> **Task item**: Take every entry below and copy it out word for word.

> **Record set**:

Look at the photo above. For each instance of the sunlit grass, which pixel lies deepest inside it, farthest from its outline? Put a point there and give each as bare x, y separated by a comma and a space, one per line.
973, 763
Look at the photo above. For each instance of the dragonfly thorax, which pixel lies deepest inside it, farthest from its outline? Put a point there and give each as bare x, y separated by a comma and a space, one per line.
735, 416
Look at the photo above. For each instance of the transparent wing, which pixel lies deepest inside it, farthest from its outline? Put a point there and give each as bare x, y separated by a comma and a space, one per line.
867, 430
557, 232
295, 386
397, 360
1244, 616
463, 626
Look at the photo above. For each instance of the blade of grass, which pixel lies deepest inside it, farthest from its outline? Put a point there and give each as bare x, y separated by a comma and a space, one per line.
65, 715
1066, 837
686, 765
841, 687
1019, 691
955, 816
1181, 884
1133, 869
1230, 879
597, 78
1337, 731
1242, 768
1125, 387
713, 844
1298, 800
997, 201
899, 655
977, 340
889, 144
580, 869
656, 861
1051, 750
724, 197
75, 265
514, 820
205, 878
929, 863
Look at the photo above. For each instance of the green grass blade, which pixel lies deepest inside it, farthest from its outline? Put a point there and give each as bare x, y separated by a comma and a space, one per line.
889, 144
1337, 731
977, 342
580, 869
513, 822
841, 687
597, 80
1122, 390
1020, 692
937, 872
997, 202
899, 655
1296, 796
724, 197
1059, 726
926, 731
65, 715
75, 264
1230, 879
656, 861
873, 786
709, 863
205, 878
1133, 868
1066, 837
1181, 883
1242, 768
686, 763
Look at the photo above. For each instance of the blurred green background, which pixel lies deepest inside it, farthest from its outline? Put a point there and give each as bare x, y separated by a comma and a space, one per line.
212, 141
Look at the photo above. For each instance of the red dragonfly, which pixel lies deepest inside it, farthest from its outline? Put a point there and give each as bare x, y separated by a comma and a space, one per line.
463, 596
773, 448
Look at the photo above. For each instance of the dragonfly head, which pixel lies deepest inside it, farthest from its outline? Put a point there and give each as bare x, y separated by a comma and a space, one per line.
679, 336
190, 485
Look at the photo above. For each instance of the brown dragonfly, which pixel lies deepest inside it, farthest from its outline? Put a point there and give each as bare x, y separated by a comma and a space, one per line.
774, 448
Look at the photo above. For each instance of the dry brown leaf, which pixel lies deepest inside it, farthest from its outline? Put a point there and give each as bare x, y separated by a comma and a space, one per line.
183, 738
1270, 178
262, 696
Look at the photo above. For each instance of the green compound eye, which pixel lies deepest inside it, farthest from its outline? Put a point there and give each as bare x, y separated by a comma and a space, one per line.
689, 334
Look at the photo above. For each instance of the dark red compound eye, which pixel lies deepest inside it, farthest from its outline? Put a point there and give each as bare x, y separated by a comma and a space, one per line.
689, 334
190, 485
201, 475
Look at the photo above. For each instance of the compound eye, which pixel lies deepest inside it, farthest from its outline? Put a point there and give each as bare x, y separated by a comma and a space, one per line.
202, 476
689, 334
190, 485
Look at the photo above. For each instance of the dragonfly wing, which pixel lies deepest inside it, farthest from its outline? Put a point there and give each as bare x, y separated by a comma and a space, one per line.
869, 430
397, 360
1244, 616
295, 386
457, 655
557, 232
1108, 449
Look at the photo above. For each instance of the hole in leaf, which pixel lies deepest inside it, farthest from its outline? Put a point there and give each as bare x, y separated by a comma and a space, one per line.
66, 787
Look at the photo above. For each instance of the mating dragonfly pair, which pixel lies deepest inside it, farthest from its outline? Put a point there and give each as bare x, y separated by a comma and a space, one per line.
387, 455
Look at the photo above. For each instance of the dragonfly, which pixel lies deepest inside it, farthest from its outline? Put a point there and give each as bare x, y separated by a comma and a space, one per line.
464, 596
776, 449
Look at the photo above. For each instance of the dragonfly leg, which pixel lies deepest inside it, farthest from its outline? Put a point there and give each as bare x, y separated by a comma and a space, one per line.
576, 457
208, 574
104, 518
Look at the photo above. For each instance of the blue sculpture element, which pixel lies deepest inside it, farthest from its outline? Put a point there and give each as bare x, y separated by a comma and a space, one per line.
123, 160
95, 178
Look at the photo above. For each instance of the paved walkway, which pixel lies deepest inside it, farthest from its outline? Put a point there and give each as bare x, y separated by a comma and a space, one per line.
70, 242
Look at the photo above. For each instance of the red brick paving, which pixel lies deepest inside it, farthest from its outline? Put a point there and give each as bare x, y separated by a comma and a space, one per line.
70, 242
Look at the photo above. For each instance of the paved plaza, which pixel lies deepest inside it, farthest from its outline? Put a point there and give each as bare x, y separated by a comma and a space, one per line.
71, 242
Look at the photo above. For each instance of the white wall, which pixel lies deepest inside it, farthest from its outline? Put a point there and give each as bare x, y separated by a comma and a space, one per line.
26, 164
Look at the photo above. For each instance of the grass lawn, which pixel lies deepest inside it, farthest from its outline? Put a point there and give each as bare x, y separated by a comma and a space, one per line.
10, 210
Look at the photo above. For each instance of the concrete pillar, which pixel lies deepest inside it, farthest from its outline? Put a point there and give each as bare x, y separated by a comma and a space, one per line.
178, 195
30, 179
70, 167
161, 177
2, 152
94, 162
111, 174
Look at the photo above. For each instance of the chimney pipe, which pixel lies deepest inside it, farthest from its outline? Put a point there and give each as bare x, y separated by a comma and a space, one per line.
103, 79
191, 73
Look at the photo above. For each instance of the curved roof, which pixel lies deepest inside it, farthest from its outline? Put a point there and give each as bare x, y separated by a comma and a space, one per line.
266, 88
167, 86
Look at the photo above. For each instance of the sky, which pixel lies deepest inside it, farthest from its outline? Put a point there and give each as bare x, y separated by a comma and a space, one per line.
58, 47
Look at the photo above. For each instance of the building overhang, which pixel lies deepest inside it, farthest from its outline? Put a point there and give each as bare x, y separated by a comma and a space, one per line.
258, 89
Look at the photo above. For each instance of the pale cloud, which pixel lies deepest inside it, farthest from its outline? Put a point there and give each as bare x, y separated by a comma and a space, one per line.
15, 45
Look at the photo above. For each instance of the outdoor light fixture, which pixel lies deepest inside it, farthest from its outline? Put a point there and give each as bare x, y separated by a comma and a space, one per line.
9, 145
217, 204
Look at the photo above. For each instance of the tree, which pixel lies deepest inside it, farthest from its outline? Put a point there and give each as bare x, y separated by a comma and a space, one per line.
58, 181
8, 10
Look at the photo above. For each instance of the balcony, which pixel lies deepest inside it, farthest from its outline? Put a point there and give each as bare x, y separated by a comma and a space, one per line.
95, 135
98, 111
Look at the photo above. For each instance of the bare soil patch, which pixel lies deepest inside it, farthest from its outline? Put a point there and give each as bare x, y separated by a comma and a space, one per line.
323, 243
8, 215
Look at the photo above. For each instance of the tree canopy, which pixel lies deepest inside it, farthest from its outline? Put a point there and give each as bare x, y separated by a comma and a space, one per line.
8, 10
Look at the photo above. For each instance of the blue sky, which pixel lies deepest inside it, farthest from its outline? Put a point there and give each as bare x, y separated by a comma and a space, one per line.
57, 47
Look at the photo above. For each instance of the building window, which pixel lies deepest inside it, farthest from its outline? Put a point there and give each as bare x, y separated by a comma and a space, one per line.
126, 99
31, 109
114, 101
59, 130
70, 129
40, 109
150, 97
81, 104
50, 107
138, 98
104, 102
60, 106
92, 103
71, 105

> **Answer box**:
Look at the photo above. For each instance of the sunlit grass, which pixel lies deepest inside it, farthest from its outline? Put a point there and give each as bare x, y separated by a comma and a space, one per line.
973, 763
Look at the photo above. For each instance of the dragonfly thorax, which pixel lies deepest inside it, farthest from its outline? Put a point there and give each as bare x, y separated by a comma and a space, one per line.
735, 416
Look at the photo above. For each instance of the transparent wing, which pixel lies deepest inside it, farthest from its outline? Put a point there and give each as bare x, y separated by a comma and a space, one per line.
867, 430
557, 232
295, 386
397, 360
1244, 616
463, 626
Look at the photo above. For each instance of the blade of grass, which pixel lies deepest inside it, farthest from its outline? Put a point there and give each as bare x, y separated by a comma and a space, one per line.
65, 715
1066, 837
686, 765
841, 687
1019, 691
955, 816
1181, 884
1133, 869
1230, 879
597, 78
1337, 731
1242, 768
1125, 387
713, 844
1298, 800
997, 201
899, 655
977, 340
889, 144
580, 869
656, 861
1051, 750
724, 197
75, 265
514, 820
205, 878
929, 863
Look at the photo above. For each instance of the green grass blade, which pixel lies deepest inside it, farthest from its outline? Put a point there and give each as bare x, y separated by a comma and a space, one per line.
889, 144
1337, 731
977, 342
580, 869
513, 822
841, 687
597, 80
1122, 390
1020, 692
937, 872
997, 202
899, 655
1296, 796
724, 197
1059, 726
926, 731
65, 715
75, 264
1230, 879
656, 861
873, 786
709, 863
205, 878
1133, 868
1066, 837
1181, 883
1242, 768
686, 763
Look at the photo above. For each instance of the blurred green background, which pixel lies deepest inside it, farthest from its outline? Put a point there and give each as bare x, y separated by a comma and a space, one per line.
212, 141
Look at the photo above. For each instance of the red dragonfly, which pixel lies deepest inside it, farthest from its outline? Put a point there and give each as bare x, y separated by a comma and a space, one per line.
463, 596
773, 448
Look at the photo above. For each instance of the dragonfly head, which pixel lies deepest inside it, farthest from its outline? Put a point there and give each as bare x, y separated by a comma and a space, one per line.
679, 336
190, 485
Look at the photo above. For each instance of the brown dragonfly, which pixel lies deepest inside it, farthest from its outline? Put a point there and give each as bare x, y separated by a comma and a space, one per line.
774, 448
Look at the photo above. For each instance of the dry brown leaf, which pixel lies deepest inside it, farthest from its outline? Put a point there and give each as bare x, y separated by a comma and a space, one per line.
183, 738
1270, 178
262, 696
Look at the photo above. For each instance of the green compound eye, which pixel lies deepest inside it, farthest from its outline? Put a point there and give each as bare x, y separated by a comma and a space, one per line.
689, 334
Look at the photo above. For each instance of the dark red compound eye, which pixel lies deepest inside it, farthest from its outline? Put a point there and give each as bare x, y separated by a comma and a space, one per line.
689, 334
190, 485
201, 475
Look at the photo above. For each instance of the compound eye, which pixel lies deepest inside it, farthest from its outline? Put a point there and give each as bare x, y separated by a comma and a space, one per line.
202, 476
689, 334
190, 485
Look at the photo above. For each instance of the dragonfly wing, which pixel lies deepest inside it, farthest from its outline? Put a point there and give each as bare x, y separated by a comma and a space, one per line.
869, 430
397, 360
1244, 616
295, 386
457, 655
557, 232
1108, 449
Look at the photo above. For each instance of the hole in leaf, which pixel lies deepest inside it, farthest from its outline? Put a point there and give each as bare x, y separated by a comma and a space, one per line.
66, 787
Look at the photo above. For each instance of the mating dragonfly pair, which pixel lies deepest inside it, farthest from its outline? Put a point there and give each as bare x, y separated by a comma and a space, one per line.
387, 455
Look at the photo above. For each instance of the dragonfly, which pixel lies deepest inside it, farthest from its outline? Put a point there and give each as bare x, y separated by a comma and a space, one per line.
464, 596
776, 449
Look at the photo above. For each instance of the dragonfly leg, which pixel lies deepest inside it, farthest from its outline? Put a point there and give each as bare x, y separated by a comma and a space, one per line.
576, 457
208, 574
104, 518
Look at the photo above. For each instance of the blue sculpture element, which pixel lies deepest inside it, farthest from its outline? Put a point there and give each as bare x, y separated by a comma and a space, one per line.
123, 160
95, 178
Look at the photo above. For each instance of the paved walkway, which pixel lies deepest inside it, farthest from its outline? Put a point there and give each as bare x, y separated by a comma and a space, one per line.
70, 242
Look at the photo above. For each instance of the red brick paving, which pixel lies deepest inside it, farthest from its outline? Put a point there and give each as bare x, y separated by a comma and a space, one per line.
70, 242
Look at the photo above. For each instance of the paved plaza, which pixel lies deepest inside it, farthest from its outline? Put a point there and give each as bare x, y separated by a comma and a space, one per line.
71, 242
Look at the photo above. For each instance of the white wall, which pixel lies deepest inside it, farthest from its outline? Put a point there and give each as bare x, y separated by a comma and a space, one per line.
26, 164
Look at the photo above. For each instance of the grass lawn, which pixel lies deepest inside it, farthest from its outline? Put a point there and give each as bare x, y separated by a comma and a space, one per line.
10, 210
Look at the photo above. For each instance of the concrete pillar, which pixel lies deepest inside it, farthest from its outline? Put a point there and give each as bare x, y separated by a comma and a space, one per line.
178, 195
30, 179
70, 167
161, 177
2, 152
94, 162
111, 174
Look at the photo above. For each instance of the chimney pipe, which pixel lies deepest inside it, farthest from its outline? Put a point there and give each as bare x, y separated by a comma and a space, one per line.
103, 79
191, 73
Look at the photo above. For each instance of the curved roof, which pixel lies deepest inside it, farthest from its outline? Put a point there and give each as bare x, y separated by a comma and a space, one per line.
266, 88
167, 86
Look at the photo above. For each instance of the sky, which pixel lies deepest inside it, farthest from its outline? Put a point there and give each as bare x, y separated by a comma and a space, one per line.
58, 47
Look at the photo above. For each instance of the building overhang, which pixel lies deepest inside it, farthest from its outline? Put a point there and give each as bare x, y separated by a comma and a space, one per line.
258, 89
Look at the photo above. For each instance of the pale cloud, which pixel lies deepest inside it, farthest from its outline? Put a point there and give each as bare x, y separated by a comma and a space, one per line.
15, 45
Look at the photo above. For each instance of the outdoor light fixture, which pixel lies deepest inside it, farthest from its outline? Put a point there and give each as bare x, y separated by a comma and a space, one per line.
9, 145
217, 204
Look at the photo above. For each instance of the tree, which pixel lies deepest inside it, farthest from its outline? Put a point there and give each as bare x, y separated by a comma and a space, one per line.
58, 181
8, 10
Look at the photo above. For each instance of the balcony, which pixel lies deepest inside it, farthest from its outline? Put a point there and give each as bare x, y separated by a comma and a space, one per line.
95, 135
98, 111
Look at the photo above. For each instance of the bare soil patch, which pixel lies deepest inside it, farthest from its outline? Put a point there and give each as bare x, y separated by a comma and a space, one per line.
323, 243
8, 215
Look at the photo above. For each instance of the tree canopy, which pixel lies deepest inside it, farthest from its outline? Put a point there and give each as bare x, y separated by a comma and a space, one per line.
8, 10
Look at the photo above. For each instance of the blue sky, which pixel lies deepest inside it, farthest from its outline? Put a point there and give each as bare x, y separated by a comma and a space, one per line.
57, 47
Look at the photo above. For each instance of the building window, which pixel lies deepest inside it, farthest from its outline? Put a point there and give each as bare x, y separated by a comma and a space, one per line.
126, 99
31, 109
114, 101
59, 130
70, 129
40, 109
150, 97
81, 104
50, 107
138, 98
104, 102
60, 106
92, 103
71, 105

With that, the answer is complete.